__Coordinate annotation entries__
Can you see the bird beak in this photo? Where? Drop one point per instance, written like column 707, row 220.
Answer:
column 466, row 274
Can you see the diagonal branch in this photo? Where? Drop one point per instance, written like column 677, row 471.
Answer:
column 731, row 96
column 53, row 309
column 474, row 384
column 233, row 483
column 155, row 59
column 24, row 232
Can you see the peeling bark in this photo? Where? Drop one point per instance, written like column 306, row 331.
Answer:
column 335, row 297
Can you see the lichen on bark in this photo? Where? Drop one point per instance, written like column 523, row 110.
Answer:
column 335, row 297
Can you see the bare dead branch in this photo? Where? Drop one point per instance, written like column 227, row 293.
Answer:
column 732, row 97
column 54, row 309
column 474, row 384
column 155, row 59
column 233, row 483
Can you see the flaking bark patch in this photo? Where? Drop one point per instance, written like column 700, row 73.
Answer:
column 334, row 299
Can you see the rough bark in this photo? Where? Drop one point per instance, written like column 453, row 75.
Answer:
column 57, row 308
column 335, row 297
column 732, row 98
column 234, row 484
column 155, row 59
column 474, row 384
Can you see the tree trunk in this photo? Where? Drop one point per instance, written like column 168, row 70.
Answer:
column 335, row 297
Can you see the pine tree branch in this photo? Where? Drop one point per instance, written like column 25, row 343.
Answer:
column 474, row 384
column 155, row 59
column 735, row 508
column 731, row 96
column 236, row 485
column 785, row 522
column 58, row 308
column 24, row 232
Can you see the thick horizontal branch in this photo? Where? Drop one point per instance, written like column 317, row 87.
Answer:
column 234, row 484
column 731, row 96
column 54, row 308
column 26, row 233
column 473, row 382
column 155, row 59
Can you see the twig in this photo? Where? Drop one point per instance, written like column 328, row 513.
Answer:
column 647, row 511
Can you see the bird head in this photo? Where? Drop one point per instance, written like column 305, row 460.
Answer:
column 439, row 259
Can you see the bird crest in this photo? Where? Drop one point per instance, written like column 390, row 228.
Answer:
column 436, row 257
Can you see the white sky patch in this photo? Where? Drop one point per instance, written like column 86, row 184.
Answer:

__Challenge__
Reproduce every one of the entries above word for word, with no changes.

__Task solution__
Can you see the bird beak in this photo? Where? Drop one point per instance, written like column 707, row 220.
Answer:
column 466, row 274
Can you see the diagonal branch in this photo? Where? Drop one point per instance, written like column 677, row 471.
Answer:
column 731, row 96
column 53, row 309
column 474, row 384
column 233, row 483
column 155, row 59
column 24, row 232
Can you see the peeling bark in this photo? Where? Drop one point per instance, written like column 306, row 331.
Answer:
column 335, row 297
Can you see the lichen on bark in this photo? Where? Drop one point per instance, written like column 523, row 110.
Answer:
column 335, row 297
Can you see the bare dead branch in this photo? Where? Drop one point per instance, written like column 227, row 293.
Answer:
column 732, row 97
column 54, row 309
column 474, row 384
column 155, row 59
column 233, row 483
Can you see the flaking bark patch in this photo? Where? Drop one point per instance, written like column 700, row 73.
Answer:
column 334, row 299
Can you see the rough bark in this photo? Where? Drop one point per instance, written like column 453, row 75.
Answer:
column 57, row 308
column 335, row 297
column 732, row 98
column 234, row 484
column 155, row 59
column 474, row 384
Can you see the tree trunk in this photo? Where? Drop one point per instance, written like column 168, row 70.
Answer:
column 335, row 297
Can you see the pine tree branch in this photo? Where? Drop one point per instance, written like column 25, row 343.
Answer:
column 474, row 384
column 155, row 59
column 735, row 508
column 731, row 96
column 236, row 485
column 785, row 522
column 58, row 308
column 24, row 232
Can you see the thick horizontal branch in this photo? Where? Drop one point per instance, written like column 317, row 87.
Answer:
column 234, row 484
column 731, row 96
column 54, row 308
column 26, row 233
column 473, row 382
column 155, row 59
Can you see the twig in this photo? Where? Drop one point per instance, written like column 328, row 513.
Answer:
column 647, row 511
Can you see the bird head in this photo? Where? Drop one point per instance, written like column 305, row 460.
Answer:
column 439, row 259
Can you see the bird crest in this photo? Where? Drop one point per instance, written like column 390, row 228.
Answer:
column 436, row 257
Can you see the white sky patch in this photo? Where? Drop one point per instance, written like column 86, row 184.
Answer:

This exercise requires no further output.